• [TASK INSTRUCTIONS]
Please state how many times the First Amended Complaint expressly references Taylor's IEP, according to the source text.

Defendants contend that the Second Amended Complaint, as well as the Complaint and First Amended Complaint, demonstrate that Plaintiffs' claims are "essentially a charge that [Taylor] was provided an ineffective ICA who failed to implement the terms of the IEP," and the SAB's obligation to address Taylor's known propensities included in his IEP is within the IDEA's guarantee to provide a FAPE. Defendants emphasize that Plaintiffs' Complaint and First Amended Complaint rely heavily on Taylor's IEP as the source of Defendants' knowledge regarding Taylor's propensities to hit and kick. In fact, the First Amended Complaint expressly references Taylor's IEP 25 times. In contrast, the Second Amended Complaint only makes two express references to the IEP, despite the IEP being utilized as the source of Defendants' knowledge.
The following is only one example of several revised allegation that eliminate references to the IEP in the Second Amended Complaint: "The IEP in place on February 4, 2013 specifically called for an ICA to meet Taylor at the door each day, and, advised that Taylor had a tendency 'to hit and/or kick objects and people' which should be modified with 'calmly signing/verbalizing Plaintiff to calm down and take his ten deep breaths.'" (First Amended Complaint, ¶ 16.) "On February 4, 2013, and well prior to, Defendants were specifically aware Taylor had a tendency 'to hit or kick objects and people' which should be modified with 'calmly signing/verbalizing Taylor to calm down and first take his ten deep breaths.'" (Second Amended Complaint, ¶ 18.)
Plaintiffs' elimination of references to the IEP in the Second Amended Complaint appears to be precisely the type of "artful pleading" that the Supreme Court warned against in Fry. See Fry, 137 S. Ct. at 755. Nevertheless, the Court looks beyond the inclusion or omission of the IEP to determine the gravamen of the claims against Defendants. See, e.g., Moore v. Kansas City Public Schools, 828 F.3d 687, 692 (8th Cir. 2016) (references to a student's IEP "do not convince us that the propriety of D.S.'s IEP is the 'central dispute of this litigation,' as the defendants suggest, or that any matter related to D.S.'s disability and education raises issues concerning the 'educational placement' of D.S., thereby implicating the IDEA.").

• [DATASET EXTRACT]
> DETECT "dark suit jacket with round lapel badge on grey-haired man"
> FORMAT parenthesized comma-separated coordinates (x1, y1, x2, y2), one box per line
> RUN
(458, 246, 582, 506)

• [EXERCISE ANSWER]
25 times.